-- start --
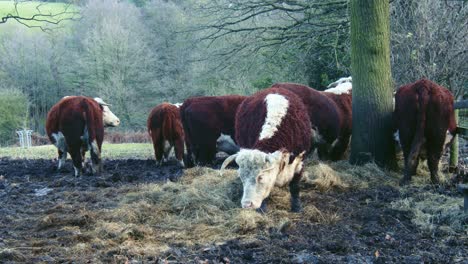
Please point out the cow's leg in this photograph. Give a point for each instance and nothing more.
(167, 150)
(62, 157)
(77, 159)
(158, 152)
(179, 151)
(294, 190)
(95, 158)
(412, 161)
(323, 151)
(338, 148)
(263, 207)
(158, 145)
(434, 152)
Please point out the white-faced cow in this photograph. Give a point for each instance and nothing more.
(273, 131)
(166, 131)
(329, 117)
(205, 119)
(75, 125)
(425, 123)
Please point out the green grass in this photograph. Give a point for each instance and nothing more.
(31, 8)
(109, 151)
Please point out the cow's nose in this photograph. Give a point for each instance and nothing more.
(247, 205)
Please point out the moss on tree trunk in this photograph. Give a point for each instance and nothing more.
(372, 83)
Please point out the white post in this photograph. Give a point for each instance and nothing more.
(28, 138)
(20, 136)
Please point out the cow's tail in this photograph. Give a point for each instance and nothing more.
(418, 137)
(89, 134)
(189, 159)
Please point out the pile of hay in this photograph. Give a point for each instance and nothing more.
(433, 212)
(342, 175)
(202, 208)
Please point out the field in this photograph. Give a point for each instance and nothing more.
(135, 212)
(59, 11)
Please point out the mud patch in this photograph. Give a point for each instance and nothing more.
(123, 215)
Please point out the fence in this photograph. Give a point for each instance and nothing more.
(459, 150)
(24, 137)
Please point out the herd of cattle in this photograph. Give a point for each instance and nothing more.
(268, 134)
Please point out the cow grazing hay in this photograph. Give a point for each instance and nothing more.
(202, 208)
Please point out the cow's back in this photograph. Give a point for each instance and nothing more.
(323, 112)
(293, 133)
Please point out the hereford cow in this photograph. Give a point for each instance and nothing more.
(273, 131)
(204, 120)
(425, 123)
(166, 132)
(330, 133)
(342, 83)
(342, 96)
(76, 124)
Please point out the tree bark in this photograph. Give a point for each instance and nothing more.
(372, 138)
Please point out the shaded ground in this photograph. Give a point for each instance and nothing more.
(47, 216)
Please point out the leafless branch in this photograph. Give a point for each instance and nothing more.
(68, 14)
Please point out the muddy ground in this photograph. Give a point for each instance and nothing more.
(41, 209)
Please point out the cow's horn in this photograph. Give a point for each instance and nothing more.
(226, 162)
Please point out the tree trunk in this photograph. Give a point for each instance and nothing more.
(372, 138)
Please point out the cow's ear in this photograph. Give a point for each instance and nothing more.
(282, 165)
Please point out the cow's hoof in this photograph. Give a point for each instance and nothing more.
(404, 182)
(296, 208)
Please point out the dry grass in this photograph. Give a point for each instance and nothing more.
(341, 176)
(203, 209)
(434, 211)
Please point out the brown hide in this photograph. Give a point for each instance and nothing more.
(164, 124)
(326, 117)
(423, 114)
(204, 119)
(293, 134)
(71, 116)
(344, 103)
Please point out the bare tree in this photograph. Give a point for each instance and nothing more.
(311, 36)
(429, 39)
(372, 83)
(44, 18)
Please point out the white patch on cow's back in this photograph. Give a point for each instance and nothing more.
(60, 141)
(448, 138)
(343, 88)
(396, 137)
(226, 138)
(276, 109)
(340, 81)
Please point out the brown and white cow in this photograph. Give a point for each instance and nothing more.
(166, 131)
(75, 125)
(342, 96)
(205, 119)
(273, 131)
(425, 122)
(330, 135)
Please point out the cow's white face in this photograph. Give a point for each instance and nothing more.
(226, 144)
(108, 118)
(448, 140)
(258, 172)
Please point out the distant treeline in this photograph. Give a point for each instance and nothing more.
(138, 54)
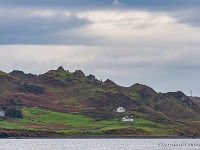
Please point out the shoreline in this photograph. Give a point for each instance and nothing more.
(106, 137)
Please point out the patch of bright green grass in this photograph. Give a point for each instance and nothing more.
(8, 125)
(39, 115)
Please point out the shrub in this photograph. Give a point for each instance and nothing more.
(13, 112)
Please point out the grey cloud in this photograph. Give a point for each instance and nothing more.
(36, 29)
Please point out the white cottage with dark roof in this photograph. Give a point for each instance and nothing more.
(121, 109)
(127, 118)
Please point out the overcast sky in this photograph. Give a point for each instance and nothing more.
(152, 42)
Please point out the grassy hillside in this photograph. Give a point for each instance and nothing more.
(60, 103)
(36, 119)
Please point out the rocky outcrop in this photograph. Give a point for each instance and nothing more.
(79, 73)
(91, 77)
(18, 73)
(28, 88)
(108, 81)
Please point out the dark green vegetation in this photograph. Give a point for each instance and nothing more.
(60, 103)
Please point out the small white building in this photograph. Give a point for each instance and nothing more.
(2, 113)
(127, 118)
(121, 109)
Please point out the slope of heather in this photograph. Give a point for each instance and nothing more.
(62, 91)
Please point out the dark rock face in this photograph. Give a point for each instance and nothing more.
(21, 73)
(31, 88)
(52, 81)
(182, 97)
(60, 69)
(108, 81)
(79, 73)
(91, 77)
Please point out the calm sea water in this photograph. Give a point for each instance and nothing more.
(99, 144)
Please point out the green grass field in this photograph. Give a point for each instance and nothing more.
(73, 124)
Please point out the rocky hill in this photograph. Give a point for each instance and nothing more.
(62, 91)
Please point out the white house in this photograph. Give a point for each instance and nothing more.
(121, 109)
(2, 113)
(127, 118)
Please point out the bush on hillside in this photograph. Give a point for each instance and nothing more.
(13, 112)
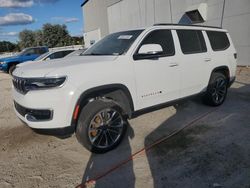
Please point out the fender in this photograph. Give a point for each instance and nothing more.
(113, 91)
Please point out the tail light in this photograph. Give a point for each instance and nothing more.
(235, 55)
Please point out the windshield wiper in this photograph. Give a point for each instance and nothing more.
(100, 54)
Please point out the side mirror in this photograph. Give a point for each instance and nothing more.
(149, 51)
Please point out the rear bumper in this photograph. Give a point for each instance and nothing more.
(3, 67)
(59, 132)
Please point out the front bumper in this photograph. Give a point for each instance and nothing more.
(45, 109)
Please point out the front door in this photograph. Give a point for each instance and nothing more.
(157, 79)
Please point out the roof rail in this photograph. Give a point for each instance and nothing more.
(159, 24)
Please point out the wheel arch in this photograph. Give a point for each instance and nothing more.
(222, 69)
(117, 92)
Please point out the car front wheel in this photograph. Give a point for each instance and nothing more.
(101, 126)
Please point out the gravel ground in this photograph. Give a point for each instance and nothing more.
(213, 152)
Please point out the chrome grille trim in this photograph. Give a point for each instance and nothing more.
(19, 84)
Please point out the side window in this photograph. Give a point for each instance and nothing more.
(66, 52)
(56, 55)
(162, 37)
(191, 41)
(218, 40)
(30, 52)
(37, 51)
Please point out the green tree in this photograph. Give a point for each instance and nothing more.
(6, 46)
(39, 38)
(26, 39)
(56, 35)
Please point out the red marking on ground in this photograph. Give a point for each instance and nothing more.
(142, 151)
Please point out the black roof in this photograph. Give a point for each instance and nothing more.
(159, 24)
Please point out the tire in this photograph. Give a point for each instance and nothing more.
(217, 90)
(11, 69)
(101, 126)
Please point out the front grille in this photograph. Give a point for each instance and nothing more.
(19, 84)
(39, 115)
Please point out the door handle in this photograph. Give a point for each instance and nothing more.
(207, 59)
(173, 64)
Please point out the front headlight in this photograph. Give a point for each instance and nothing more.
(44, 83)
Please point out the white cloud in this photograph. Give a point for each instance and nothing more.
(64, 20)
(70, 20)
(16, 3)
(16, 19)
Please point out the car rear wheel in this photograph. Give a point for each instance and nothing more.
(11, 69)
(217, 90)
(101, 126)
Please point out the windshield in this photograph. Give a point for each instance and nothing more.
(114, 44)
(41, 56)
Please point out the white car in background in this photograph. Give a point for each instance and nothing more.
(76, 53)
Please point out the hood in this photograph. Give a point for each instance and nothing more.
(8, 59)
(43, 68)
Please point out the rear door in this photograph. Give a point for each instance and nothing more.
(157, 79)
(195, 62)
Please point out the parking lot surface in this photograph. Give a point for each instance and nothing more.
(212, 151)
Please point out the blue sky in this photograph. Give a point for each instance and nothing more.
(17, 15)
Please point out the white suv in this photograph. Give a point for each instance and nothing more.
(125, 72)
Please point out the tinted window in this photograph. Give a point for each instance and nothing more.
(30, 51)
(163, 38)
(191, 41)
(42, 50)
(114, 44)
(218, 40)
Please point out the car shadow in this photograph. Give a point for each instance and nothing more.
(164, 159)
(184, 160)
(100, 164)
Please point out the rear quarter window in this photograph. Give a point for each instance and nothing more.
(191, 41)
(218, 40)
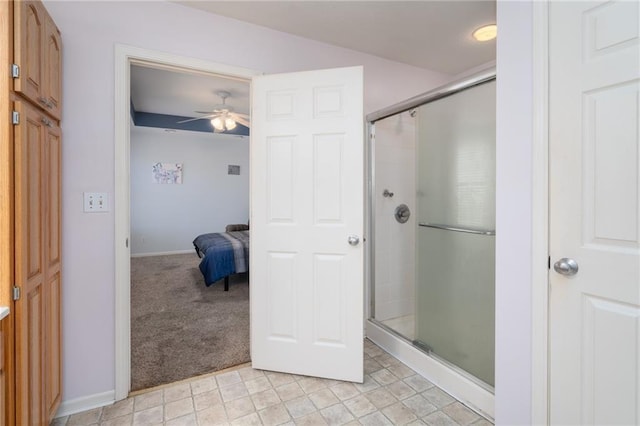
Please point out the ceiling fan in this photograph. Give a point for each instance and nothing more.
(223, 117)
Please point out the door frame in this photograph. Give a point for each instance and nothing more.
(540, 217)
(125, 55)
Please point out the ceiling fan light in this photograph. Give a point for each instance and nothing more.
(486, 33)
(230, 124)
(217, 124)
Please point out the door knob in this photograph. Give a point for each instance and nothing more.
(566, 266)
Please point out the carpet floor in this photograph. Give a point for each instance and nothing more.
(179, 327)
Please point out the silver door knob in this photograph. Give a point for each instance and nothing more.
(566, 266)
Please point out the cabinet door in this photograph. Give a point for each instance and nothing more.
(38, 53)
(52, 48)
(52, 289)
(30, 264)
(29, 29)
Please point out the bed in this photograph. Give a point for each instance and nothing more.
(223, 254)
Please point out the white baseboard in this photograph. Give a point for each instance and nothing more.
(86, 403)
(164, 253)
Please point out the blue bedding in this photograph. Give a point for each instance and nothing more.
(223, 254)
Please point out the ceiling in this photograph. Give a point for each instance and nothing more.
(435, 35)
(172, 92)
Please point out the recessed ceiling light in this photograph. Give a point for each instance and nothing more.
(486, 33)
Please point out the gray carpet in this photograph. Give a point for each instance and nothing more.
(179, 327)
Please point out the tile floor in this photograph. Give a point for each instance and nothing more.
(392, 394)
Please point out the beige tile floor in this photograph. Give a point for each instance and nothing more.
(392, 394)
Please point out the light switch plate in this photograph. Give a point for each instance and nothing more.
(95, 202)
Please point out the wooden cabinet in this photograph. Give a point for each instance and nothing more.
(37, 54)
(36, 214)
(37, 259)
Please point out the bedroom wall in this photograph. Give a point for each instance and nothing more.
(90, 30)
(166, 218)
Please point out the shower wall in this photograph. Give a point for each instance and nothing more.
(394, 170)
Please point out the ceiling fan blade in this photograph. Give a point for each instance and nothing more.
(197, 118)
(242, 121)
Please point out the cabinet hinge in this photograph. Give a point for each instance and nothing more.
(16, 293)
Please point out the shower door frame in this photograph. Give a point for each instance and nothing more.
(447, 376)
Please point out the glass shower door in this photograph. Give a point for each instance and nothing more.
(455, 243)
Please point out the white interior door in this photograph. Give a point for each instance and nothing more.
(594, 213)
(307, 188)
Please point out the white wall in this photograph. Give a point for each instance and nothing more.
(395, 153)
(90, 29)
(514, 145)
(166, 218)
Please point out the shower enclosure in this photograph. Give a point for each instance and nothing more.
(432, 219)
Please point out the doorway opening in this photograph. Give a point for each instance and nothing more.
(187, 178)
(126, 57)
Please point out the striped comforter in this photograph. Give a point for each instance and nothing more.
(223, 254)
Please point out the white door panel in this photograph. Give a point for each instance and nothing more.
(595, 212)
(307, 189)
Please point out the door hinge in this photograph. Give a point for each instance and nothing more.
(16, 293)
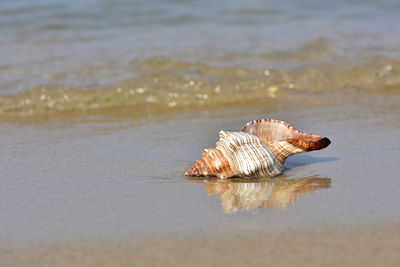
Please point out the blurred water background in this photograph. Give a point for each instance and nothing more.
(156, 56)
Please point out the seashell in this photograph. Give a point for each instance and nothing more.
(259, 150)
(265, 193)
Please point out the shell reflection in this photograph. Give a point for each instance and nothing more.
(266, 193)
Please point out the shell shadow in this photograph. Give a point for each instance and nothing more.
(267, 193)
(301, 160)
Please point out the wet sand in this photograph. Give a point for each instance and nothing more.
(372, 245)
(111, 192)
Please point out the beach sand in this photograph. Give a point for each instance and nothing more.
(111, 192)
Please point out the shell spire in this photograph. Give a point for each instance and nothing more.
(259, 150)
(285, 140)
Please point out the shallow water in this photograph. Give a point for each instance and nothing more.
(174, 56)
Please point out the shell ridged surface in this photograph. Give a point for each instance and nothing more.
(259, 150)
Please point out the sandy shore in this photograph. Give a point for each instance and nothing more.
(373, 245)
(112, 193)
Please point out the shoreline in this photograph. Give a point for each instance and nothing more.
(365, 245)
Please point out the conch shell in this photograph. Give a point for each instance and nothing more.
(259, 150)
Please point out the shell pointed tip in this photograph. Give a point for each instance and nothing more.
(324, 142)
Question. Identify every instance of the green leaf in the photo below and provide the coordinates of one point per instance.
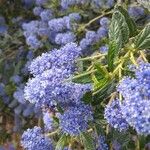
(61, 142)
(88, 141)
(131, 24)
(118, 36)
(119, 30)
(142, 40)
(101, 70)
-- end --
Exactly the lines from the line with "Please point out the shell ridged" through the last line of the listing, both included, should be extracted, and the pictures left behind.

WRITTEN ANSWER:
Please point out the shell ridged surface in this photograph. Give a point for each instance and nothing more.
(259, 150)
Please point out the sandy shore in this photograph. Give a point for each instance and nothing more.
(373, 245)
(112, 193)
Please point out the shoreline in this photograph. Give a point for each instance and nothing more.
(365, 245)
Please point out the conch shell in this photograph. Give a point for each instance and nothing more.
(259, 150)
Please point out the shell pointed tip in this photograph. Give a point for each instance and nothing more.
(324, 142)
Question. Identify every instance of the green leaf in the photo below and provide the coordinates of one point per instance.
(61, 142)
(88, 141)
(131, 24)
(118, 36)
(119, 30)
(142, 40)
(101, 70)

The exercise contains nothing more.